## Set exercise 1
Reproduce word for word the passage on random forest and groundwater potential from "In machine learning, random" up to and including "the RSR model.".

## Selected passage
[Start]

Random forest is an ensemble learning algorithm presented by Breiman (2001) that integrates multiple DTs in a Bagging way. From the initial training set of N samples, n samples were randomly sampled with replacement, and they were then trained using a DT (Fig. 5). A total of m DT models were created by repeating this procedure m times, and they were then integrated into a RF model. The RF result was voted on by m DTs. Therefore, RF is considered as an improvement over the DT algorithm (Golkarian et al. 2018).

Fig. 5
figure 5

The structure of a RF algorithm

In machine learning, random forest is one of the most popular and accurate algorithms, especially when used to large datasets (Naghibi et al. 2017; Sajedi-Hosseini et al. 2018; Wang et al. 2020). The unbiased estimates of the generated errors were obtained internally by the RF when building the model (Paul et al. 2018). Thus, RF can handle the input samples containing high-dimensional features without dimensionality reduction. The importance of each feature can also be produced from the RF and utilized as coupling parameters for the RSR model.

In this study, using the three approaches mentioned above, we created four groundwater potential prediction models: PPR, RSR-PPR, RSR-RF, and RF. The RSR-PPR and RSR-RF were combinations of the RSR with the calculated weights by PPR and RF respectively, and they were compared with the PPR and RF. All the calculating work on the computer was carried out using Python 3 with its 3-party modules, including Numpy (Harris et al. 2020), Scipy (Virtanen et al. 2020), Sklearn (Pedregosa et al. 2011), NetCDF4, and so on.

Results and discussion

The distribution of the groundwater potential

The Qaidam Basin contains 275,157 sets of groundwater potential values determined using the PPR, RSR-PPR, RSR-RF and RF models. The predicted results of the PPR and RF regression models were real numbers ranging from 1 to 5, which are inconsistent with the magnitude of the RSR results. To facilitate comparison of the individual models, we normalized all predicted values to a range of 0 to 1, and shown in Fig. 6a. It can be seen that the RSR-RF curve is smoother than that of the RSR-PPR, which both reflect a Gaussian distribution. The density curves of PPR and RF, however, show an irregular distribution. Figure 6b displays the weights of the nine factors for the RF and PPR models with 85 samples, where the RF weights represent the feature importance of the DT model outputs, and the PPR weights are the square of the projection directions. In descending order, the RF weights are landform (0.294), evapotranspiration (0.225), river density (0.145), FVC (0.096), slope (0.069), distance to faults (0.055), precipitation (0.052), soil (0.045), and lithology (0.018). The PPR weights are as evapotranspiration (0.246), landform (0.176), precipitation (0.152), river density (0.134), FVC (0.089), lithology (0.083), slope (0.081), soil (0.035), and distance to faults (0.003). Both regression methods reveal that landform and evapotranspiration are the key elements controlling the groundwater potential in the Qaidam Basin, which is consistent with the results of previous research using a geographical detector (Wang et al. 2022). The differences in the weights, as reflected by the two methods, are the distance to faults (Fig. 3d) and geology (Fig. 3b), which may be due to the dense faulting and complicated geology types in the Qaidam Basin, where there are relatively few drill samples. Note that different ML techniques can produce different results when there is a lack of sample references, their accuracy may not always be guaranteed.

[End]

## Set exercise 2
Duplicate the lines of the rows below, from the line with "Target: man's arm" up to and including the line with "top-left (226, 29), bottom-right (275, 78)", keeping each line exactly as it appears.

(Rows from a dataset)

[Start]

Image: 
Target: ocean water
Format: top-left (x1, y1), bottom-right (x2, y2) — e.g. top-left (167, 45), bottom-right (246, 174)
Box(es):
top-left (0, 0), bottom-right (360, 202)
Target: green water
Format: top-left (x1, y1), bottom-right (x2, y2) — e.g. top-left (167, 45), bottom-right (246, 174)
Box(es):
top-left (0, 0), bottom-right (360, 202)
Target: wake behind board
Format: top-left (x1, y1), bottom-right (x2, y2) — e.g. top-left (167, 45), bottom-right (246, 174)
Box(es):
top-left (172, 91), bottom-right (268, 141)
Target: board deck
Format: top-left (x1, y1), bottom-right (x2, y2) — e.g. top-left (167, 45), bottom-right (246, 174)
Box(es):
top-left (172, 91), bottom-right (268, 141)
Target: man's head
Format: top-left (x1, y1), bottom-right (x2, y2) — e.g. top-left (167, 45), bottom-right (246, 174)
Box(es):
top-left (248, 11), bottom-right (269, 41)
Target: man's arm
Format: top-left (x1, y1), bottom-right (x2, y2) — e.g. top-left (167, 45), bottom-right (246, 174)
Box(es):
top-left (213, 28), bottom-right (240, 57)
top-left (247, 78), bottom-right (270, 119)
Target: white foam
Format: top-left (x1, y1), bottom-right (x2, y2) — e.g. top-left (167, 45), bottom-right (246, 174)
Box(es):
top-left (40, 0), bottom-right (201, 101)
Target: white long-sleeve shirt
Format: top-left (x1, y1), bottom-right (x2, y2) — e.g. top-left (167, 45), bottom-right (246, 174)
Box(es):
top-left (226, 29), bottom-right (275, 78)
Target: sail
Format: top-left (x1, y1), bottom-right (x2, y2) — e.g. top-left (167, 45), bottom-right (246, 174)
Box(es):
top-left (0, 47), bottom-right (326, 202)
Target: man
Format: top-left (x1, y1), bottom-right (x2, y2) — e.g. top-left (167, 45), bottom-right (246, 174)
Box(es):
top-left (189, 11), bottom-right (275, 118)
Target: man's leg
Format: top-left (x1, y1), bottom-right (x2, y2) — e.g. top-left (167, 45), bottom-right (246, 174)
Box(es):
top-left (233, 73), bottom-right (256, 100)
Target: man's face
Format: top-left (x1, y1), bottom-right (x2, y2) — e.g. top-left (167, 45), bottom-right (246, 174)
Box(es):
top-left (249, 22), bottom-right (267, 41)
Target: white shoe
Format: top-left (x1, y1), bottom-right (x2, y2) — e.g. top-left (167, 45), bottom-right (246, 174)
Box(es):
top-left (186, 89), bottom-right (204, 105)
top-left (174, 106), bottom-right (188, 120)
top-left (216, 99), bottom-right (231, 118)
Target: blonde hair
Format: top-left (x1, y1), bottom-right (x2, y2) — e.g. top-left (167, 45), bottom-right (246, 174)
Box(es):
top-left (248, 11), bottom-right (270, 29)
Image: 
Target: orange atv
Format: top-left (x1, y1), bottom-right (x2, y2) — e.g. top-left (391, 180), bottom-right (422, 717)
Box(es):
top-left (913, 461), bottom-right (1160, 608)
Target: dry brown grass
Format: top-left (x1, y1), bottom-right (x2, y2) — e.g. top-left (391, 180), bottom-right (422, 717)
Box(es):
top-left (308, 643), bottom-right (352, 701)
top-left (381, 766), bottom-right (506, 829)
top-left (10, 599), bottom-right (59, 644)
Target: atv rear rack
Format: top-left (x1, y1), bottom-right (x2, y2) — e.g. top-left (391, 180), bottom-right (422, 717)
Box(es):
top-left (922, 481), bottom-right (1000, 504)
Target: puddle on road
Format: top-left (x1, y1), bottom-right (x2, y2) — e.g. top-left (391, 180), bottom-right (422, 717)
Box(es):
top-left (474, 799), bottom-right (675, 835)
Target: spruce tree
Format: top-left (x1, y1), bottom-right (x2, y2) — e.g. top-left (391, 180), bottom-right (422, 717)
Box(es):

[End]

## Full response 1
In machine learning, random forest is one of the most popular and accurate algorithms, especially when used to large datasets (Naghibi et al. 2017; Sajedi-Hosseini et al. 2018; Wang et al. 2020). The unbiased estimates of the generated errors were obtained internally by the RF when building the model (Paul et al. 2018). Thus, RF can handle the input samples containing high-dimensional features without dimensionality reduction. The importance of each feature can also be produced from the RF and utilized as coupling parameters for the RSR model.

## Full response 2
Target: man's arm
Format: top-left (x1, y1), bottom-right (x2, y2) — e.g. top-left (167, 45), bottom-right (246, 174)
Box(es):
top-left (213, 28), bottom-right (240, 57)
top-left (247, 78), bottom-right (270, 119)
Target: white foam
Format: top-left (x1, y1), bottom-right (x2, y2) — e.g. top-left (167, 45), bottom-right (246, 174)
Box(es):
top-left (40, 0), bottom-right (201, 101)
Target: white long-sleeve shirt
Format: top-left (x1, y1), bottom-right (x2, y2) — e.g. top-left (167, 45), bottom-right (246, 174)
Box(es):
top-left (226, 29), bottom-right (275, 78)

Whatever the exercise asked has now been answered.